While as many as 75 domestic men’s contracts will be lost in the provincial restructure, it will move South African cricket closer to what is a broadly established figure worldwide for professional cricket.
JOHANNESBURG – While as many as 75 domestic men’s contracts will be lost in the provincial restructure confirmed by Cricket SA this week, the lower figure will move South African cricket closer to what is a broadly established figure world wide for professional cricket.
The reconfiguration of the domestic game, moving it away from the six-team franchise system and back to a 15-side provincial structure, could see players on the move to different provinces, while it will also provide scope for multi-year contracts.
At present, besides the 17 nationally contracted men’s players, there are around 280 professional domestic contracts in South Africa, 106 divided among the six franchises, and the rest in senior provincial or semi-pro level.
In the new system, which will see the 15 provinces divided into two divisions, that figure will be reduced by between 70 and 75. “In every model looked at with CSA in the last year, around 15, there were always going to be approximately 70 to 75 fewer contracts,” said the SA Cricketers Association’s chief executive, Andrew Breetzke.
Through its own inquiries around the world, Breetzke said it was found that the normal figure for domestic professional contracts, that will enable a top international team, sat in the region of 180 to 200.
With players having been kept regularly in the loop about the restructure and how it would affect them, this week’s announcement about fewer playing contracts wasn’t a surprise. In fact, Breetzke said there was a sense of relief among the country’s players that there is finally some clarity about the new system.
“There was what I call ‘restructure fatigue,’ that had set in with players just wanting there to be finality about the process. This has been going on for a long time.”
There is a flip side to that relief and that is the concern there will be for those who don’t get offered contracts – who fall among that group of up to 75 players.
“Usually every season around 20 guys go off contracts through retirement, but those are players who planned to leave and they retain trailing benefits that apply to medical aid and so on. This year, there will be guys who didn’t plan to leave, so may not be as well prepared,” said Breetzke.
The Saca executive was working on various plans to assist those players. “We are looking at starting a fund, to help guys, who may want to study. If a guy thought he was going to have a career, now doesn’t have a contract we will try and help by inviting them in and assisting them with studying for a career.
“We will look at some sort of hardship fund – similar to what happened with Covid – for players who find themselves in a difficult predicament suddenly.”

**Available data:**
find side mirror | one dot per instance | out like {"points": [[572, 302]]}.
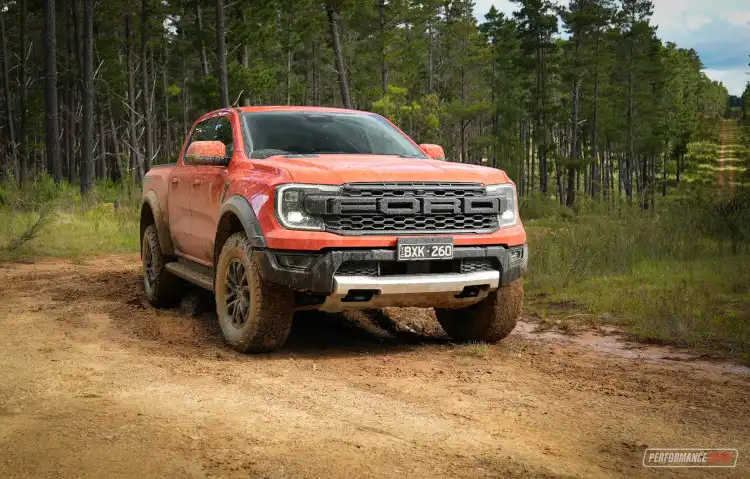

**Actions to take:**
1/ Translate this sentence from the cricket restructure article into Spanish: "In fact, Breetzke said there was a sense of relief among the country's players that there is finally some clarity about the new system."
2/ Pick up the article on South Africa's domestic cricket restructure after its final sentence and keep writing it.
The material has no connection to the article about South African cricket's provincial restructure.

**Answer list:**
1/ De hecho, Breetzke dijo que había una sensación de alivio entre los jugadores del país por el hecho de que por fin hay cierta claridad sobre el nuevo sistema.

2/
It was back in 2016 that restructuring the domestic game was first mooted, but it was only announced in April 2019 by CSA, and then without the input of Saca, putting the federation in breach of the Memorandum of Understanding it had with the players union.
That dispute ended up in court and was a critical element in the meltdown that occurred within CSA’s administration.
With players having been kept abreast of the changes announced on Monday, there is a much better understanding of why the restructure was necessary – the long term financial viability of the sport in the country being central to the reasons it’s had to occur.
There are benefits in terms of more cricket – or ‘playing opportunities’ – that the players are pleased about. “There will be more playing opportunities especially with players contracted across formats.”
The details regarding how the competitions will work – if there will be home and away fixtures for the first class competition for instance – will still be announced, but there’ll certainly be more limited overs cricket in both One-Day and T20 formats.
In addition, the promotion/relegation element for the first class tournament, adds some much needed life to the domestic game. “We got into a complacent scenario in franchise cricket where it doesn’t matter how badly you do – you are there next year and get an allocation – now there are consequences and at a lower level there is an incentive,” said Breetzke.
“You could see a scenario where a team in the second division, gets a bit of investment in order to strive to get into the top division.”
In addition the provinces will be able to sign players to multi-year deals, with a clause for at least two contracts, for three years, already agreed. “It doesn’t seem like a big thing, but it does offer players some peace of mind.”
Once Cricket SA announces the list of nationally contracted – later this month – the eight first division provinces can start planning for the eight players they will sign to multi-year contracts. Once that process is completed, the remaining spots at the provinces will be filled.